__Exercise requirements__: Return the data exactly, without pictures.

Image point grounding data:
****************

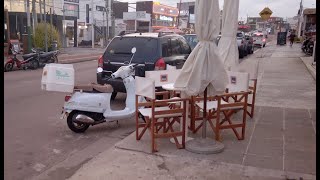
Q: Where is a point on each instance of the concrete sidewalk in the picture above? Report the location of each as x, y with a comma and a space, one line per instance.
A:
280, 141
74, 55
309, 63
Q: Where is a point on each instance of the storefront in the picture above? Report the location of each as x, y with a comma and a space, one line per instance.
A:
163, 16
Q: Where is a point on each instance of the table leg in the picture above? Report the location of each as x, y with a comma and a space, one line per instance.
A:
184, 95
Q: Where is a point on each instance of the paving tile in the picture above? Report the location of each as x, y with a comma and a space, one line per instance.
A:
263, 162
300, 161
313, 113
300, 154
271, 110
296, 114
308, 144
266, 147
262, 132
302, 133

****************

__Output for this exercise__:
Q: Where is a point on each instance of the concrete sidewalk in the picture above? Report the location of each as x, y with a comma and a space, one line per instance.
A:
280, 141
74, 55
309, 63
Q: Where is a point on each instance of the storefront in the picture above? Report the location of each as x, y with a comma and a space, one line per instance.
A:
163, 16
Q: Where is a point on each instance of the table leg in the picture above? Report the location of each as x, y with a comma and a space, one line per instance.
A:
184, 95
Q: Where is a point on each instance of the paving tile in the picture above? Report the location of each as x, y with a comma and a space, one line per instance.
A:
263, 162
300, 161
313, 113
300, 154
271, 110
296, 114
308, 144
266, 147
262, 132
302, 133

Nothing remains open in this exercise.